Update the records below by replacing every "one line" with "a single line", leaving all other text unchanged.

RECORDS FOR THE TASK:

————

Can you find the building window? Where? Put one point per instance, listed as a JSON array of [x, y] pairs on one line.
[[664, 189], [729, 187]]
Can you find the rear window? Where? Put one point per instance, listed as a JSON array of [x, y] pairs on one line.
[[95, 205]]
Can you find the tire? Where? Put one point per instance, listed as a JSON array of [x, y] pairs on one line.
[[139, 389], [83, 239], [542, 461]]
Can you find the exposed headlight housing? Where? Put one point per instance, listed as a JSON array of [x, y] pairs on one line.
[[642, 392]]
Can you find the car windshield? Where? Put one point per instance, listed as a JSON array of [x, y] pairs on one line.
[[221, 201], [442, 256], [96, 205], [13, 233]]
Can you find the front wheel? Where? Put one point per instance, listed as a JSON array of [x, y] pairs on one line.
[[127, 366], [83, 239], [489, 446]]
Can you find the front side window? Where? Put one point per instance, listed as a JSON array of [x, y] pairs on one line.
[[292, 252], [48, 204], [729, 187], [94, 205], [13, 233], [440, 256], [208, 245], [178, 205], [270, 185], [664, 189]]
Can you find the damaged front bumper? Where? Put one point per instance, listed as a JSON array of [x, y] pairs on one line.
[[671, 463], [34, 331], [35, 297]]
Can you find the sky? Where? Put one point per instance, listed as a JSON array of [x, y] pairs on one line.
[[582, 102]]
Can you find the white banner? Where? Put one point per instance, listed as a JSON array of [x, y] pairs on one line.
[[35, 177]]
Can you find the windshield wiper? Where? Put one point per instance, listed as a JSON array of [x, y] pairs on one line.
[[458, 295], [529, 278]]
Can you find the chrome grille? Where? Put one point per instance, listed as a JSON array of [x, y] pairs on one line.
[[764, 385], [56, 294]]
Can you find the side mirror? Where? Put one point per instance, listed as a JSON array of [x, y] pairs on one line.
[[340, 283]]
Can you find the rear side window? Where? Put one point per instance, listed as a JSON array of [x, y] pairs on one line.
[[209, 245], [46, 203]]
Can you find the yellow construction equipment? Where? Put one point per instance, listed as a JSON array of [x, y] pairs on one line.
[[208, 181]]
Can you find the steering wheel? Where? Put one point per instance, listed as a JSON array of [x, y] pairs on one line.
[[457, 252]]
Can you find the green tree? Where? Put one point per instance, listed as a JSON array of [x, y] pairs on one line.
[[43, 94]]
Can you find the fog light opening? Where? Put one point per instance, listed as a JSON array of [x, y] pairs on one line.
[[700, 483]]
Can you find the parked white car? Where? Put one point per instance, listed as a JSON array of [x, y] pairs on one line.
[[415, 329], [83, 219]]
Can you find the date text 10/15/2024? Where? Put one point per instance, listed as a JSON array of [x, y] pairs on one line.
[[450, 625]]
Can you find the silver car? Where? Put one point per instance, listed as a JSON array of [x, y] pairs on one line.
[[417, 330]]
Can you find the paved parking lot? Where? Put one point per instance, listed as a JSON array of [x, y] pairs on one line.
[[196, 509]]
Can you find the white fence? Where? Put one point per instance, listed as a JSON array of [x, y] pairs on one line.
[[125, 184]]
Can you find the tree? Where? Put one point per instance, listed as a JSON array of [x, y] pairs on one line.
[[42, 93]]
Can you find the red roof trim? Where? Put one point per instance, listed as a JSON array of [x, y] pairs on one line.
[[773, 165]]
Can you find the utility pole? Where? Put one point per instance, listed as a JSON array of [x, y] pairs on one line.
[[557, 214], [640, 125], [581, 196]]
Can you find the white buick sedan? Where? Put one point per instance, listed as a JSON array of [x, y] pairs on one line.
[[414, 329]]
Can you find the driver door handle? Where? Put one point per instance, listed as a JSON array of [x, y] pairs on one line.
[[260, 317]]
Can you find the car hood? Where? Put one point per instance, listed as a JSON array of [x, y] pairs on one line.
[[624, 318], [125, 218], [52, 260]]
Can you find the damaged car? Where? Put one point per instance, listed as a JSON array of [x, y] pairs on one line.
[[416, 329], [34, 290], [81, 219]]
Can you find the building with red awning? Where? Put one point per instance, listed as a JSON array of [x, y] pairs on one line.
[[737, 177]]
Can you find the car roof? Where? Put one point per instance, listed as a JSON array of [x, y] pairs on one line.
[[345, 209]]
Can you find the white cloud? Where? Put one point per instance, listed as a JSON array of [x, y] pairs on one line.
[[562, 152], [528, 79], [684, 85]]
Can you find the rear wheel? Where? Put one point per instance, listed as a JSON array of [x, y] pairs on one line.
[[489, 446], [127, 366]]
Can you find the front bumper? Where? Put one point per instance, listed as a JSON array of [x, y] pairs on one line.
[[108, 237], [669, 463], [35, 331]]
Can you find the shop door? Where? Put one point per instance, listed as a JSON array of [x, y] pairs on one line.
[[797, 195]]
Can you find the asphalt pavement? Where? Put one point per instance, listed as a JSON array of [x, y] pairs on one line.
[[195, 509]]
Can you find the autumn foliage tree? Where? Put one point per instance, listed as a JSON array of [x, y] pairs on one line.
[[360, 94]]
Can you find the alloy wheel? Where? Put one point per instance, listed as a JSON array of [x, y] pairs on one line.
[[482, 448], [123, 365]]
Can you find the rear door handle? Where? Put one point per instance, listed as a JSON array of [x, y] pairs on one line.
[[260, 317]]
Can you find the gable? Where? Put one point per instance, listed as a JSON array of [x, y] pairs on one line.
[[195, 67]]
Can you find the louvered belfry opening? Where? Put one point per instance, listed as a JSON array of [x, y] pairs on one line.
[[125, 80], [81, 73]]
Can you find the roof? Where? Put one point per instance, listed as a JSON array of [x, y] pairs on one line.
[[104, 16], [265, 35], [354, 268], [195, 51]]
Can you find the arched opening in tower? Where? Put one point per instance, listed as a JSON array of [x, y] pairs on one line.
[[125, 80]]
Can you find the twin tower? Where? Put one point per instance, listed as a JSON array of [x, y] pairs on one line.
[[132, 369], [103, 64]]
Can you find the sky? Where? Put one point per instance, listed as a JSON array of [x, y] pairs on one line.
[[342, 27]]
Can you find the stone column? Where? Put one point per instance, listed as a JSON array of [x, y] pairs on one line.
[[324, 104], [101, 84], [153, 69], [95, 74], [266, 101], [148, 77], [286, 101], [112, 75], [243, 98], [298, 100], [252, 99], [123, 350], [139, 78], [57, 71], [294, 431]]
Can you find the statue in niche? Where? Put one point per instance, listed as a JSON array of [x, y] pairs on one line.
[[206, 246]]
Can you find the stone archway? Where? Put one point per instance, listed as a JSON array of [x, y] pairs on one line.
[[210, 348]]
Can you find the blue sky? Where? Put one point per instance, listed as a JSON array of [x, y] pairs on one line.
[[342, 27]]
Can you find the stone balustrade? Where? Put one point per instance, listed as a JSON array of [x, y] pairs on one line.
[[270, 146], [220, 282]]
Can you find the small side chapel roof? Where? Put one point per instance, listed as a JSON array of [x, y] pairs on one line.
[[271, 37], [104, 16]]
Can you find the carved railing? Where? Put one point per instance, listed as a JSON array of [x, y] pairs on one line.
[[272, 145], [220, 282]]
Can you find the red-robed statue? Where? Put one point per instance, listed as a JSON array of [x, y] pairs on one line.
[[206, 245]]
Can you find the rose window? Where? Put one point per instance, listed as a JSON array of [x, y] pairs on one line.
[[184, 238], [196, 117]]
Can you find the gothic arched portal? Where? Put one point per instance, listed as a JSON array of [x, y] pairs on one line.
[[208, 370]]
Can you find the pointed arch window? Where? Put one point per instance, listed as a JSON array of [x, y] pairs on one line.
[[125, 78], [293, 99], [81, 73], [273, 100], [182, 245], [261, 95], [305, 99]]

————

RESULT FOR THIS TASK:
Can you find the building window? Where? Put one point per instance, listed as a JSON array of [x, y] pairs on a single line.
[[664, 189], [729, 187]]
Can you find the rear window? Where? Put one point per instance, listed as a JSON array of [x, y] pairs on a single line.
[[95, 205]]
Can you find the tire? Where? Put one point per instance, listed as a JSON array of [x, y] pairs on a single line.
[[139, 389], [83, 239], [542, 461]]
Can you find the exposed headlight housing? Where? Put one point per instance, listed as a JSON array of [x, y] pairs on a single line.
[[642, 392]]
Can you find the car windshield? Where? Put one point per instance, listed as a JSON array of [x, y] pairs on a single line.
[[221, 201], [442, 256], [96, 205], [13, 233]]
Can you find the front wheel? Where? Put one point per instance, listed as a JSON array of [x, y] pairs on a single line.
[[127, 366], [83, 239], [489, 446]]
Can you find the front side window? Where? Put one point per instance, listed as a JSON array of [x, y] pairs on a single line.
[[292, 252], [48, 204], [729, 187], [94, 205], [13, 233], [440, 256], [208, 245], [178, 205], [270, 185], [664, 189]]
Can you find the damaged front bumper? Where? Put one point per instance, listed as a JSON array of [x, y] pairs on a single line.
[[671, 463], [34, 331], [35, 297]]
Can you find the sky? Where? Put one point per instance, listed as a JSON array of [x, y] pairs on a single line.
[[582, 102]]
Can you find the white banner? Where? Put one point per instance, listed as a JSON array of [x, y] pairs on a single line.
[[35, 177]]
Can you find the windshield wiper? Where? Put one point per instance, listed as a JSON array of [x, y] pairs on a single line.
[[458, 295], [529, 278]]
Can you find the chrome grille? Where? Put one point per instance, listed as a JSON array of [x, y] pairs on a single line.
[[764, 385], [56, 294]]
Can you find the side mirror? Where? Put one point per instance, listed as a JSON array of [x, y] pairs on a single line.
[[340, 283]]
Can you find the rear side window? Where? Put one point per instance, listed as a JSON array of [x, y] pairs on a single line.
[[209, 245], [46, 203]]
Can you find the yellow construction equipment? Where? Put one point per instance, listed as a JSON array of [x, y] pairs on a single line.
[[208, 181]]
Can you find the steering wheel? Where? Put one point per instance, listed as a JSON array of [x, y] pairs on a single line.
[[457, 252]]
Can you find the green tree? Where? Put one point per instance, listed as a JSON array of [x, y] pairs on a single line.
[[43, 94]]
Can you find the fog light opening? Where? Put one point per instance, listed as a JSON array of [x, y] pairs on a single line.
[[700, 483]]
Can you find the parked white car? Where? Put one point per instance, listed as a JSON array of [x, y] pairs on a single line.
[[415, 329], [83, 219]]
Can you find the date text 10/15/2024? Where? Put one point per instance, listed as a JSON array of [x, y] pairs on a single line.
[[450, 625]]
Can you find the silver car? Where? Put one point per instance, listed as a JSON array of [x, y] pairs on a single line.
[[417, 330]]
Can you find the paved parking lot? Where? Put one point per instance, listed as a JSON array of [x, y] pairs on a single line.
[[196, 509]]
Can you find the white fence? Where? Put one point per instance, listed as a JSON array of [x, y] pairs on a single line.
[[125, 184]]
Can you find the tree? Where? Put one point per instance, listed as a JSON array of [x, y] pairs on a single line.
[[42, 93]]
Can you find the red roof trim? Where? Put one point per instance, listed as a JSON array of [x, y] pairs on a single line.
[[773, 165]]
Can you find the utility pole? Where? Put one point per instance, listed as a JSON array of [x, y] pairs on a single line.
[[557, 214], [640, 125], [581, 196]]
Can you find the white buick sedan? Where? Put one point per instance, listed as a JSON array of [x, y] pairs on a single line.
[[414, 329]]
Can you find the driver door handle? Where? Put one point per instance, listed as a JSON array of [x, y] pairs on a single line.
[[260, 317]]
Can you find the car hood? Where? Put one point per instance, listed as a JSON array of [x, y] pairs on a single line.
[[624, 318], [125, 218], [52, 260]]
Can you find the damaged car? Where? Put one point per instance, listed as a JSON array of [x, y] pairs on a single line.
[[416, 329], [34, 290], [81, 219]]
Can you find the building with red awning? Where? Put one point per instance, listed as a JSON array of [x, y] pairs on a single line.
[[737, 177]]
Can you find the car roof? Where? Put one point per instance, listed as a JSON array of [x, y] pairs on a single line.
[[345, 209]]
Can you find the white cloud? Where? Put one point per instance, listed as a JSON array of [x, y] pairs on a single line.
[[562, 152], [528, 79], [684, 85]]
Can you find the rear wheel? Where? Put one point per instance, listed as a JSON array of [x, y] pairs on a single line.
[[489, 446], [127, 366]]
Can you find the front bumper? Where? Put one point per instance, listed as a JSON array of [x, y] pairs on a single line.
[[108, 237], [669, 463], [35, 331]]
Can you find the shop door? Where? Put one point per instance, listed as a JSON array of [x, y] pairs on a single line.
[[797, 195]]
Can you find the asphalt pavement? Where? Put one point per instance, listed as a JSON array of [x, y] pairs on a single line.
[[195, 509]]
Can you find the autumn foliage tree? Where? Put one point per instance, listed as a JSON array of [x, y] pairs on a single line.
[[360, 94]]
Can you find the alloy wheel? Where? Put one point per instance, listed as a JSON array of [x, y] pairs on a single line.
[[482, 448], [123, 365]]
Can you find the rear door handle? Where? Put one point per instance, listed as a JSON array of [x, y] pairs on a single line.
[[260, 317]]
Can you find the gable? Where? Put one point per instance, listed as a JSON array of [x, y] pairs on a single line.
[[195, 67]]
Can you find the louvered belfry opening? Where? Put one point per instance, listed as a JSON array of [x, y] pairs on a single line.
[[125, 80], [81, 73]]
Can you find the roof? Where? Put one point per instance, listed as a JSON array of [x, y] pairs on a single line.
[[104, 16], [265, 35], [354, 268], [195, 51]]
Can you find the arched opening in tower? Where? Put one point per instance, listed as a JSON array of [x, y] pairs on a single line.
[[125, 80]]
Can you find the twin tower? Where? Put one point per instance, listed as a JSON array of [x, y] pairs on a single line.
[[132, 369], [103, 64]]
Can you find the sky? Where? Put one point per instance, listed as a JSON array of [x, y] pairs on a single line.
[[342, 27]]
Can you find the stone column? Where? Put one point per instance, listed as a JSON array of [x, y] pairs on a single line.
[[324, 104], [101, 84], [153, 69], [95, 74], [266, 101], [148, 77], [286, 101], [112, 75], [243, 98], [298, 100], [252, 99], [123, 350], [139, 78], [57, 71], [294, 431]]
Can you find the statue in niche? Where? Put one point per instance, listed as a JSON array of [x, y] pairs on a single line.
[[206, 246]]
Can you find the stone archway? Where? Put one point per instance, listed as a JSON array of [x, y] pairs on a single line.
[[210, 348]]
Can you find the blue sky? Where? Put one point per instance, listed as a JSON array of [x, y] pairs on a single line.
[[342, 27]]
Can you find the stone balustrade? Where? Put one point per instance, listed as a JSON array of [x, y] pairs on a single line.
[[270, 146], [220, 282]]
Can you find the small side chapel roof? Where? Put one point per instance, listed as a JSON array of [x, y] pairs on a single line.
[[271, 37], [104, 16]]
Can you find the carved railing? Where? Put one point per instance, listed as a JSON array of [x, y] pairs on a single line.
[[272, 145], [220, 282]]
Can you find the red-robed statue? Where? Put one point per instance, listed as a JSON array of [x, y] pairs on a single line.
[[206, 245]]
Can you find the rose window? Where? Put one point per instance, listed as a JSON array of [x, y] pairs on a single line.
[[184, 238], [196, 117]]
Can you find the gothic arched portal? Where? Put one point per instance, listed as a JSON array of [x, y] pairs on a single line.
[[208, 370]]
Can you find the pointed arch window? Where? Put one point per instance, listed as a JSON array of [x, y] pairs on a single line.
[[125, 78], [293, 99], [81, 73], [273, 100], [182, 245], [261, 95], [305, 99]]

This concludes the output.